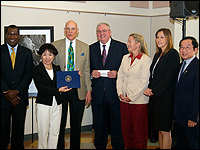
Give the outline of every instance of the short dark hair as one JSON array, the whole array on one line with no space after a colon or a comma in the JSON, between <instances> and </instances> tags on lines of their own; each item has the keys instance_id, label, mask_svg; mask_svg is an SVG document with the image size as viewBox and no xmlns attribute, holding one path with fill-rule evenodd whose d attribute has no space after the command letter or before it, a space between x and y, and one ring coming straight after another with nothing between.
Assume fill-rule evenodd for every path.
<instances>
[{"instance_id":1,"label":"short dark hair","mask_svg":"<svg viewBox=\"0 0 200 150\"><path fill-rule=\"evenodd\" d=\"M17 28L17 31L18 31L18 34L19 34L19 28L18 28L16 25L14 25L14 24L9 25L9 26L5 29L5 33L6 33L6 34L8 33L8 28L12 28L12 29Z\"/></svg>"},{"instance_id":2,"label":"short dark hair","mask_svg":"<svg viewBox=\"0 0 200 150\"><path fill-rule=\"evenodd\" d=\"M57 49L52 44L45 43L40 47L39 51L37 52L38 55L42 55L42 53L44 53L45 50L48 50L49 52L53 53L55 56L58 54Z\"/></svg>"},{"instance_id":3,"label":"short dark hair","mask_svg":"<svg viewBox=\"0 0 200 150\"><path fill-rule=\"evenodd\" d=\"M197 40L192 36L186 36L179 42L179 47L181 46L181 42L184 40L192 40L192 45L194 48L198 48Z\"/></svg>"}]
</instances>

==================================================

WORK REQUEST: For the data above, return an exact copy that contains no pictures.

SOLVED PROBLEM:
Give the outline of every instance of the short dark hair as one JSON array, the whole array on one line with no space after a colon or a comma in the JSON, between <instances> and </instances> tags on lines of their own; each item has the keys instance_id, label, mask_svg; mask_svg is an SVG document with the image size as viewBox and no xmlns attribute, holding one path with fill-rule evenodd whose d attribute has no space after the command letter or before it, a space between x and y, and one ring coming straight after another with nothing between.
Assume fill-rule evenodd for every path.
<instances>
[{"instance_id":1,"label":"short dark hair","mask_svg":"<svg viewBox=\"0 0 200 150\"><path fill-rule=\"evenodd\" d=\"M17 28L17 31L18 31L18 34L19 34L19 28L18 28L16 25L14 25L14 24L9 25L9 26L5 29L5 33L6 33L6 34L8 33L8 28L12 28L12 29Z\"/></svg>"},{"instance_id":2,"label":"short dark hair","mask_svg":"<svg viewBox=\"0 0 200 150\"><path fill-rule=\"evenodd\" d=\"M57 49L52 44L45 43L40 47L39 51L37 52L38 55L42 55L42 53L44 53L45 50L48 50L49 52L53 53L55 56L58 54Z\"/></svg>"},{"instance_id":3,"label":"short dark hair","mask_svg":"<svg viewBox=\"0 0 200 150\"><path fill-rule=\"evenodd\" d=\"M197 40L192 36L186 36L179 42L179 47L181 46L181 42L184 40L192 40L192 45L194 48L198 48Z\"/></svg>"}]
</instances>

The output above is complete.